+++ SOURCE TEXT

Players May Never Solve Undertale’s Final Mystery

Players May Never Solve Undertale’s Final Mystery

Undertale, the Steam RPG hit where you don’t have to kill anyone, is loaded with secrets. Dedicated players have unearthed every last one… well, except for the last one.

(Big Undertale spoilers ahead.)

I addressed Undertale‘s last big mystery a bit in my piece on the unique ways the game weaves its web of secrets, but things have gotten a lot more complicated since then. This is a mystery that sure seems like it doesn’t want to be solved — at least, not conclusively. Players have had to dig through countless game files and arrange volumes of evidence in an attempt to answer one final question:

Who is W.D. Gaster?

If you play Undertale normally, you won’t encounter any direct references to Gaster. Players have found what they think to be hints at his existence in-game — most notoriously from the hooded figure who captains Undertale‘s fast travel boat and also in skeleton character Sans’ weapon, the Gasterblaster, when you fight him in a so-called “genocide run” of the game — but they have mostly unearthed information about Gaster by datamining the game’s code.

++++++
+++ RECORDS PROVIDED

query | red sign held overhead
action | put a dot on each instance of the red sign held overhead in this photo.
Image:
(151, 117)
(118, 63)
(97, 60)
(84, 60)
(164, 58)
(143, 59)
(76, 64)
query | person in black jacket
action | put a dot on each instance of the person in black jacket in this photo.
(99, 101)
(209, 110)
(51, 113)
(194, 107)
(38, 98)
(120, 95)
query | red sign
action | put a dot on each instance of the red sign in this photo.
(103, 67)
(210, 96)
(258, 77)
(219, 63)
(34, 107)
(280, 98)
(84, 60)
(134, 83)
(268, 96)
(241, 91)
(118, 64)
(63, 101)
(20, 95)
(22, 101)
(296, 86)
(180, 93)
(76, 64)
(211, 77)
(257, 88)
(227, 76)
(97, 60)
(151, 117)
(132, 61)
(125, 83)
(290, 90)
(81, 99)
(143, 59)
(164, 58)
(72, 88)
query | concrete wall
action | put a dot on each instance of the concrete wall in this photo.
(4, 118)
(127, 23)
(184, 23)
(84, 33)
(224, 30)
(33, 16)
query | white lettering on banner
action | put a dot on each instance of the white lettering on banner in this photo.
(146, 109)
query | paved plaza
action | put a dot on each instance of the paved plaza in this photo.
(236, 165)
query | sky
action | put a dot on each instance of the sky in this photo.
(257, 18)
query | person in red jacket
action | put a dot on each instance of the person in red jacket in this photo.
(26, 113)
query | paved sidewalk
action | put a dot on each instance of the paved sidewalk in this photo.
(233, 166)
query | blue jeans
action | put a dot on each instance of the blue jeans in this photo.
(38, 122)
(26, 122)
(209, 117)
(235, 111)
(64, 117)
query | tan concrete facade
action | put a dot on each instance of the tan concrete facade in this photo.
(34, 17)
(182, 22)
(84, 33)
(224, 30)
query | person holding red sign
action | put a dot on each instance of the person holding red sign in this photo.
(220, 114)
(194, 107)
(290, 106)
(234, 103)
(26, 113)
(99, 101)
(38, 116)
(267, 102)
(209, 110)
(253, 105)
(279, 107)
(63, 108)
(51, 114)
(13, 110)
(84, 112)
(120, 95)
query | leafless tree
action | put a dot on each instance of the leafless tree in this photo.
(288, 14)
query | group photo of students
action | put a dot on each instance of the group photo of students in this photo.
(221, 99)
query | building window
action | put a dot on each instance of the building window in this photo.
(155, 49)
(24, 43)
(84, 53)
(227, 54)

++++++

_SHORT TASK A:_ Reproduce the Undertale article word for word, starting with "If you play" and going on through "the game’s code.".
_SHORT TASK B:_ Transcribe the listing exactly, starting with the line with "query | blue jeans" and going on through the last line of the listing.
The Undertale article and the listing have no connection to each other.

_FULL OUTPUT A:_
If you play Undertale normally, you won’t encounter any direct references to Gaster. Players have found what they think to be hints at his existence in-game — most notoriously from the hooded figure who captains Undertale‘s fast travel boat and also in skeleton character Sans’ weapon, the Gasterblaster, when you fight him in a so-called “genocide run” of the game — but they have mostly unearthed information about Gaster by datamining the game’s code.

_FULL OUTPUT B:_
query | blue jeans
action | put a dot on each instance of the blue jeans in this photo.
(38, 122)
(26, 122)
(209, 117)
(235, 111)
(64, 117)
query | tan concrete facade
action | put a dot on each instance of the tan concrete facade in this photo.
(34, 17)
(182, 22)
(84, 33)
(224, 30)
query | person holding red sign
action | put a dot on each instance of the person holding red sign in this photo.
(220, 114)
(194, 107)
(290, 106)
(234, 103)
(26, 113)
(99, 101)
(38, 116)
(267, 102)
(209, 110)
(253, 105)
(279, 107)
(63, 108)
(51, 114)
(13, 110)
(84, 112)
(120, 95)
query | leafless tree
action | put a dot on each instance of the leafless tree in this photo.
(288, 14)
query | group photo of students
action | put a dot on each instance of the group photo of students in this photo.
(221, 99)
query | building window
action | put a dot on each instance of the building window in this photo.
(155, 49)
(24, 43)
(84, 53)
(227, 54)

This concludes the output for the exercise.